**WORK TO COMPLETE**
Please quote every one of the rows below verbatim.

**RECORDS FOR THE TASK**
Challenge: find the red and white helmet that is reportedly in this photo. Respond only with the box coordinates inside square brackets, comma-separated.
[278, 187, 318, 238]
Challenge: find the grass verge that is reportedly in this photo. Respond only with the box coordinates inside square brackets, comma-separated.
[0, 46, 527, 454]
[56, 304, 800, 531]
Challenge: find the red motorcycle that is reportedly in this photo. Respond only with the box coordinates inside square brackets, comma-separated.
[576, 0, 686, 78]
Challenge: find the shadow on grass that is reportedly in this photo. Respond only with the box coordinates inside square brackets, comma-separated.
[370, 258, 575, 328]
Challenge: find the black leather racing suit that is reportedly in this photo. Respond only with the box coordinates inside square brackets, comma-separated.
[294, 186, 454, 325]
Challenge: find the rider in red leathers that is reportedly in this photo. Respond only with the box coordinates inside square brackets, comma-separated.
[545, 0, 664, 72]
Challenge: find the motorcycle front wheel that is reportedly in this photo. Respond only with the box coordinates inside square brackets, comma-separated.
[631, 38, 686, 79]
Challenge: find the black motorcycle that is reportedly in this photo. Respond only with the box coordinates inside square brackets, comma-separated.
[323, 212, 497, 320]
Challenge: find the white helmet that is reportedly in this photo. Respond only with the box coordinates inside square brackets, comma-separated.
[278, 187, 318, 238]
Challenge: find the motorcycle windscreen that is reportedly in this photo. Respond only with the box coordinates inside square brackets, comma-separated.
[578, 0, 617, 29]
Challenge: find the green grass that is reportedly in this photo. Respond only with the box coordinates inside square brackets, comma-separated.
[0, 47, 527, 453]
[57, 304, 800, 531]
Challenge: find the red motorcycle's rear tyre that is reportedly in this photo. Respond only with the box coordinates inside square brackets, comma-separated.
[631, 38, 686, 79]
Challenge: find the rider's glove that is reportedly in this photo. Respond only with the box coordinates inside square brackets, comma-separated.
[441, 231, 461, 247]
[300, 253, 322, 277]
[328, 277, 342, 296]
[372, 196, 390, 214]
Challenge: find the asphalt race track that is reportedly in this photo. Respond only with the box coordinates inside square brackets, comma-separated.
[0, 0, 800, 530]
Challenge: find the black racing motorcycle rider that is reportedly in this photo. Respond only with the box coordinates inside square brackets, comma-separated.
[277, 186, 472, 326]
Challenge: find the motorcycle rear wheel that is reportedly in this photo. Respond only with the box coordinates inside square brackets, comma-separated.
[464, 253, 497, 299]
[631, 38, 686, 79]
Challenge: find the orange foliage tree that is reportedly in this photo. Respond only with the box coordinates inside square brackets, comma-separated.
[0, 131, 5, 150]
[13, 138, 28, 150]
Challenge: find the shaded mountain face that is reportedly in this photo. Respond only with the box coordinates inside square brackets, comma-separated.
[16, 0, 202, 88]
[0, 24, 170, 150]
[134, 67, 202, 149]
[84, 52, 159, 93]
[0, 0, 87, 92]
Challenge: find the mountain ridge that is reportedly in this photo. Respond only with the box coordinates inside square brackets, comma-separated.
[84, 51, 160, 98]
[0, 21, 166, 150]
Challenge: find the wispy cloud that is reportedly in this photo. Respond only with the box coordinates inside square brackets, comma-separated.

**EXERCISE RESULT**
Challenge: find the red and white helmet that is reportedly in this photo. Respond only with the box coordinates inside square brackets, comma-separated.
[278, 187, 318, 238]
Challenge: find the grass verge that is reportedly in this photo. Respond only with the box coordinates inside square brackets, comma-separated.
[0, 46, 527, 454]
[56, 304, 800, 531]
Challenge: find the red motorcycle that is reportedly in this photo. Respond only with the box coordinates inside square brackets, comma-separated.
[576, 0, 686, 78]
Challenge: find the shadow on grass that is reportedly in this photo. Respond only with the box coordinates inside square brackets, comma-separated.
[370, 258, 575, 328]
Challenge: find the black leather racing suit that is reportedly in this photo. Respond only with the box coordinates inside square brackets, comma-separated.
[294, 186, 454, 325]
Challenge: find the rider in red leathers that is reportedly in this photo. Respond only with the box coordinates inside square brackets, comma-separated.
[545, 0, 664, 72]
Challenge: find the motorcycle front wheel that is reportedly in this photo. Respond only with the box coordinates inside square brackets, comma-separated.
[631, 38, 686, 79]
Challenge: find the black motorcycle that is reportedly in this photo. Respond only with the box coordinates inside square brackets, comma-separated.
[323, 212, 497, 320]
Challenge: find the white helmet that is reportedly in this photo. Respond only with the box coordinates inside square brackets, comma-separated.
[278, 187, 318, 238]
Challenge: find the motorcycle windscreen that is reportedly in this photo. Respond only with the box coordinates inside square brackets, comma-separated.
[578, 0, 617, 29]
Challenge: find the green grass that is reportedly in this photo. Respond only with the box coordinates inside square brackets, comma-separated.
[0, 47, 527, 453]
[57, 304, 800, 531]
Challenge: find the red motorcycle's rear tyre that is reportedly in this photo. Respond only with the box coordinates inside square brackets, comma-separated.
[631, 38, 686, 79]
Challenge: find the rider's glove that is reportedly in this photo. Respond only with the box coordinates inside square brackets, comma-separated.
[441, 231, 461, 247]
[300, 253, 322, 277]
[328, 277, 342, 296]
[372, 196, 390, 214]
Challenge: find the asphalt race track that is reportedly in this photo. Respond only with the box coordinates inside square brackets, comma-separated.
[0, 0, 800, 530]
Challenge: find the black racing motorcycle rider that is reportedly in this photo. Respond only with the box coordinates inside square brackets, comma-separated.
[277, 186, 472, 326]
Challenge: find the motorcycle rear wheel that is reportedly in this photo. Respond only with the box coordinates inside square brackets, comma-separated.
[464, 253, 497, 299]
[631, 38, 686, 79]
Challenge: find the orange foliage tree that is reportedly in this photo. Respond only with the box coordinates inside square brackets, comma-separated.
[0, 131, 5, 150]
[13, 138, 28, 150]
Challenge: find the shaded mountain face that is reportedly in this photo. Respond only with the box coordinates inside square brackets, comma-separated.
[16, 0, 202, 88]
[0, 24, 170, 150]
[134, 67, 202, 149]
[84, 52, 159, 93]
[0, 0, 87, 92]
Challenge: find the mountain ridge that is reportedly in this photo. Respond only with the box coordinates inside square brackets, comma-separated.
[84, 51, 160, 98]
[0, 21, 166, 150]
Challenge: find the wispy cloud that is reportedly in this photo. Respond only with the box coordinates inside square brackets, comma-separated.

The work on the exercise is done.